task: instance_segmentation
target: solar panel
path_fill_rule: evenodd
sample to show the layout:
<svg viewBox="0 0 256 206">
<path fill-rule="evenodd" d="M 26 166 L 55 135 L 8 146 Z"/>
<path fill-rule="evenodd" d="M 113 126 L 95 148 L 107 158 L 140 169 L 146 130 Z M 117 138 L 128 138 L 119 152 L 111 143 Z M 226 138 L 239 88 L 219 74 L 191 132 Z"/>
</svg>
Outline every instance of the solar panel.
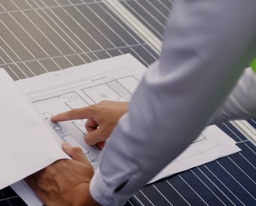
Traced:
<svg viewBox="0 0 256 206">
<path fill-rule="evenodd" d="M 122 0 L 136 22 L 162 39 L 171 0 Z M 145 66 L 158 51 L 105 1 L 9 0 L 0 2 L 0 67 L 13 79 L 131 53 Z M 255 120 L 248 120 L 256 128 Z M 126 206 L 256 205 L 256 148 L 240 128 L 218 125 L 240 152 L 144 187 Z M 256 132 L 256 131 L 254 131 Z M 9 187 L 0 205 L 26 205 Z"/>
</svg>

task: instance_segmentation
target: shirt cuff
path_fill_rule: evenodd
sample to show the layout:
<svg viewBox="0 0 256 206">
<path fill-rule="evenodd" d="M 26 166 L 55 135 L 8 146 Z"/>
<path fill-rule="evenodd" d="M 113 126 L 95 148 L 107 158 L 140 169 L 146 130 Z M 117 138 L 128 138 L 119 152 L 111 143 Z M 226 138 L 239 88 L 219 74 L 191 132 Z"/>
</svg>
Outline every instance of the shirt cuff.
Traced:
<svg viewBox="0 0 256 206">
<path fill-rule="evenodd" d="M 130 196 L 121 195 L 115 193 L 105 183 L 99 168 L 90 183 L 90 193 L 92 197 L 103 206 L 123 205 Z"/>
</svg>

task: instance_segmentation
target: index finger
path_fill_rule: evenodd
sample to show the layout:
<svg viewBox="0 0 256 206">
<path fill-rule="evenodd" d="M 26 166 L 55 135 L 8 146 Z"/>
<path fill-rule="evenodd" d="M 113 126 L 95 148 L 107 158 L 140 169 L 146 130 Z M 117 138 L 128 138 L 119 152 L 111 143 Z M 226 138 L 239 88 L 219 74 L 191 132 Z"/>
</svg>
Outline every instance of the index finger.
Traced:
<svg viewBox="0 0 256 206">
<path fill-rule="evenodd" d="M 91 117 L 91 110 L 88 107 L 73 109 L 70 111 L 52 116 L 52 121 L 65 121 L 72 120 L 88 119 Z"/>
</svg>

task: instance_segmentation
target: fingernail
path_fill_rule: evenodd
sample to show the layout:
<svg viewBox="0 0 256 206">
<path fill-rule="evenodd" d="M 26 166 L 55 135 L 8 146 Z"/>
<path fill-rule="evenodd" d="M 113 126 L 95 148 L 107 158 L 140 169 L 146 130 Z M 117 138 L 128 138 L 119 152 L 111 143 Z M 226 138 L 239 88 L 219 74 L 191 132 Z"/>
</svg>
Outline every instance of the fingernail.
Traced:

Objective: Drop the pictures and reproduce the rest of the entries above exactly.

Written reply:
task: instance_segmentation
target: solar panel
path_fill_rule: evenodd
sample to show the layout:
<svg viewBox="0 0 256 206">
<path fill-rule="evenodd" d="M 26 166 L 55 135 L 8 146 Z"/>
<path fill-rule="evenodd" d="M 113 126 L 95 148 L 107 158 L 140 169 L 146 130 Z M 117 138 L 128 138 L 119 152 L 111 143 Z M 226 138 L 239 88 L 219 74 L 191 132 Z"/>
</svg>
Outline every instance of the solar panel.
Traced:
<svg viewBox="0 0 256 206">
<path fill-rule="evenodd" d="M 122 0 L 136 22 L 162 39 L 171 0 Z M 145 66 L 158 51 L 105 1 L 9 0 L 0 2 L 0 67 L 13 79 L 131 53 Z M 255 120 L 248 120 L 256 128 Z M 126 206 L 256 205 L 256 148 L 240 128 L 218 125 L 240 152 L 144 187 Z M 256 132 L 256 131 L 254 131 Z M 9 187 L 0 205 L 26 205 Z"/>
</svg>

task: instance_segmentation
target: shirt cuff
path_fill_rule: evenodd
sample to show the layout:
<svg viewBox="0 0 256 206">
<path fill-rule="evenodd" d="M 26 166 L 55 135 L 8 146 Z"/>
<path fill-rule="evenodd" d="M 113 126 L 95 148 L 107 158 L 140 169 L 146 130 Z M 117 138 L 128 138 L 119 152 L 111 143 Z M 226 138 L 239 88 L 219 74 L 191 132 Z"/>
</svg>
Outline every instance of the shirt cuff.
Traced:
<svg viewBox="0 0 256 206">
<path fill-rule="evenodd" d="M 130 196 L 121 195 L 115 193 L 105 183 L 99 168 L 90 183 L 90 193 L 92 197 L 103 206 L 123 205 Z"/>
</svg>

task: instance_segmentation
target: index finger
path_fill_rule: evenodd
sample to show the layout:
<svg viewBox="0 0 256 206">
<path fill-rule="evenodd" d="M 26 166 L 55 135 L 8 146 Z"/>
<path fill-rule="evenodd" d="M 113 126 L 95 148 L 107 158 L 140 169 L 146 130 Z M 117 138 L 128 138 L 119 152 L 111 143 Z M 226 138 L 239 88 L 219 74 L 191 132 Z"/>
</svg>
Outline every instance of the index finger.
Traced:
<svg viewBox="0 0 256 206">
<path fill-rule="evenodd" d="M 91 117 L 91 110 L 88 107 L 73 109 L 70 111 L 52 116 L 52 121 L 65 121 L 72 120 L 88 119 Z"/>
</svg>

task: instance_segmentation
target: fingernail
path_fill_rule: evenodd
sample to show the layout:
<svg viewBox="0 0 256 206">
<path fill-rule="evenodd" d="M 26 166 L 55 135 L 8 146 Z"/>
<path fill-rule="evenodd" d="M 113 126 L 95 148 L 107 158 L 140 169 L 146 130 Z M 117 138 L 128 138 L 119 152 L 111 143 Z M 226 138 L 239 88 L 219 74 L 191 132 Z"/>
</svg>
Outline every instance of the fingernail.
Traced:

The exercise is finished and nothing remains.